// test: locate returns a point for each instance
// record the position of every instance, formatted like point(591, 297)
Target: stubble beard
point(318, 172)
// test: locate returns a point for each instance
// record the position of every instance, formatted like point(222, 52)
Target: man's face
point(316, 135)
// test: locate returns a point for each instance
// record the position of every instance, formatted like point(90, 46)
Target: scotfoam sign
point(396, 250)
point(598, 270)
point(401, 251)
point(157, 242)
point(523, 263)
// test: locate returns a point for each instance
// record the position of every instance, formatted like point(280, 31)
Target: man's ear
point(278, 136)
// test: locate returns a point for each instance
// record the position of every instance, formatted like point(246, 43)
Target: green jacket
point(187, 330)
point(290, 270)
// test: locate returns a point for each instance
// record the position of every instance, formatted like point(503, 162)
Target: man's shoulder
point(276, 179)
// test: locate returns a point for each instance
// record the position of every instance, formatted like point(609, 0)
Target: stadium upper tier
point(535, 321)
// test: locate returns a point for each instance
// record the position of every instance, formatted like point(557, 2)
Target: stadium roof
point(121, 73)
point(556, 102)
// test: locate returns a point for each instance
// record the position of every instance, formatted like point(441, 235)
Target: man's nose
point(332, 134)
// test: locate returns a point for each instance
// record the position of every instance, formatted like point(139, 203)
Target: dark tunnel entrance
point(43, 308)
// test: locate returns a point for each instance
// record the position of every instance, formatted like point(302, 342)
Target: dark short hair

.....

Reproduce all of the entries above, line for line and without any changes.

SOLVED PROBLEM:
// test: locate returns a point for each instance
// record the position of every instance, formatted like point(591, 297)
Target: stubble beard
point(318, 172)
// test: locate returns a point for each instance
// record the position of every instance, formatted like point(222, 52)
Target: man's face
point(316, 135)
// test: locate returns a point for each instance
// record the position of every instance, formatted like point(90, 46)
Target: scotfoam sign
point(396, 250)
point(598, 270)
point(401, 251)
point(157, 242)
point(523, 263)
// test: locate returns a point for each instance
// record the position of every instance, formatted like point(280, 31)
Target: man's ear
point(278, 136)
// test: locate returns a point for each instance
// record the position of every instance, formatted like point(246, 43)
Target: green jacket
point(187, 330)
point(290, 270)
// test: locate returns a point for each instance
// record the position of every instance, formatted like point(503, 162)
Target: man's shoulder
point(276, 179)
// test: locate returns a point for each instance
// record the position of every instance, formatted like point(609, 0)
Target: stadium upper tier
point(535, 321)
// test: locate returns a point for each instance
// record the position of every instance, formatted like point(557, 2)
Target: stadium roof
point(121, 73)
point(556, 102)
// test: locate returns a point for each instance
// record the position of every instance, formatted like point(441, 235)
Target: man's nose
point(332, 134)
// test: locate returns a point for each instance
// record the position of every instance, formatted like point(139, 203)
Target: dark tunnel entrance
point(43, 308)
// test: locate returns a point for each instance
// record the position of every instance, formatted like point(302, 342)
Target: dark short hair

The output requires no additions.